_What the task requires:_
What is needed is a copy of each line in the listing below that contains "stone".

┌────────

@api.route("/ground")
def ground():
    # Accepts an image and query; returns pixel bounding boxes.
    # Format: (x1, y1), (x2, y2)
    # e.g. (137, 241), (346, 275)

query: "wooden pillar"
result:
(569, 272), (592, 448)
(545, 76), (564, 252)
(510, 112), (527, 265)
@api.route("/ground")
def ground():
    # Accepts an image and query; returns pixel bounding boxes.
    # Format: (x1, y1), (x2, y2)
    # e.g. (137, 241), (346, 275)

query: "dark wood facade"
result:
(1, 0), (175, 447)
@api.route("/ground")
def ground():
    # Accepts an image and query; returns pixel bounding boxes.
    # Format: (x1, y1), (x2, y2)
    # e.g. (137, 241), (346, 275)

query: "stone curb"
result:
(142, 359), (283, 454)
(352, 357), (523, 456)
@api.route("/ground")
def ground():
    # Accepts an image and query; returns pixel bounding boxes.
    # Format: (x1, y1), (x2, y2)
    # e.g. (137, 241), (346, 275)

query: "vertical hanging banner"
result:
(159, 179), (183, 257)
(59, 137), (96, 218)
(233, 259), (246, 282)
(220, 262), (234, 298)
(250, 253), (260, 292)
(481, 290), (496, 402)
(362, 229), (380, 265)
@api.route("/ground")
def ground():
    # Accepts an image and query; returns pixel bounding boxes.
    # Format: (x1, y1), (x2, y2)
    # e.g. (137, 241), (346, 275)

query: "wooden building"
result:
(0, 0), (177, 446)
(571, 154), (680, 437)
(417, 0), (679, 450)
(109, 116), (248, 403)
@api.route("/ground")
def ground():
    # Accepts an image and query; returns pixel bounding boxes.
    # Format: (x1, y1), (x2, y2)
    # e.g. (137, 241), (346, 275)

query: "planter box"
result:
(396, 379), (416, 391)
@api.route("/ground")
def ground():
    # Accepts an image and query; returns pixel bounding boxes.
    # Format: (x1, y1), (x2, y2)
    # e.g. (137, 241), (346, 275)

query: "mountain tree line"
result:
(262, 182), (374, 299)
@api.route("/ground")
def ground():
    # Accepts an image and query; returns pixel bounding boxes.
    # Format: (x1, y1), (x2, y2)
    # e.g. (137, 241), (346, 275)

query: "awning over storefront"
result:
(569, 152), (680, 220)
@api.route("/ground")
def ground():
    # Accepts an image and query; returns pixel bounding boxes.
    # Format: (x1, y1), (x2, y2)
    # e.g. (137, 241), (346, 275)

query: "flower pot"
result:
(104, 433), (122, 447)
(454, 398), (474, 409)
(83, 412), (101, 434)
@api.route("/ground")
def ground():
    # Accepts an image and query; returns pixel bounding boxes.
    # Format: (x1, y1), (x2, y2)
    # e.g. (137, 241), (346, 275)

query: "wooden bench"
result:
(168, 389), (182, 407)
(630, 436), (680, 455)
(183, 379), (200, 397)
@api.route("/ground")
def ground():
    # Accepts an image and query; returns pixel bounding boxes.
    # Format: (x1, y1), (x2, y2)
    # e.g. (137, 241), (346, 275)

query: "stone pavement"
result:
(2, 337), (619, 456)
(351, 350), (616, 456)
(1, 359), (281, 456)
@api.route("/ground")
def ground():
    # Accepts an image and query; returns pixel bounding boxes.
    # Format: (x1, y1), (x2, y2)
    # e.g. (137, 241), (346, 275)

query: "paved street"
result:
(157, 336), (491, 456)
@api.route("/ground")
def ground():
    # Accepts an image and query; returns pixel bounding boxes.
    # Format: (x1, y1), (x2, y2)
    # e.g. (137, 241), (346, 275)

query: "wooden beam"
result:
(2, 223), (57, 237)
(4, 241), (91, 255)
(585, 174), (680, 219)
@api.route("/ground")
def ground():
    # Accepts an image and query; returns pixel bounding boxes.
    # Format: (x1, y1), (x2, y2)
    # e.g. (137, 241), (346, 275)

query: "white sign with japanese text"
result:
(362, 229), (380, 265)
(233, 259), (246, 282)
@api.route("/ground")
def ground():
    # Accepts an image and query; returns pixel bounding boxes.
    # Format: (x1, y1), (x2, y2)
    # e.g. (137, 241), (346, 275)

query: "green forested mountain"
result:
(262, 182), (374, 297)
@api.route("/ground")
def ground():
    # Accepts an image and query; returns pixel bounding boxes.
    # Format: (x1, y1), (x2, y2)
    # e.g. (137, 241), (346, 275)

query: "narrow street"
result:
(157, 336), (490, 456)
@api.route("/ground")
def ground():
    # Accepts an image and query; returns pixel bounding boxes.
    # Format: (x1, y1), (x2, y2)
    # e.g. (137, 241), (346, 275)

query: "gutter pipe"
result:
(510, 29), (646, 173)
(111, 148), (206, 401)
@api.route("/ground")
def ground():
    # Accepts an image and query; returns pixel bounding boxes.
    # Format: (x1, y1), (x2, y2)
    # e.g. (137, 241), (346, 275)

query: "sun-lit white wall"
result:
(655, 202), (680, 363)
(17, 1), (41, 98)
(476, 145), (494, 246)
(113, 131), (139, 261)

└────────

_The answer:_
query: "stone curb"
query: "stone pavement"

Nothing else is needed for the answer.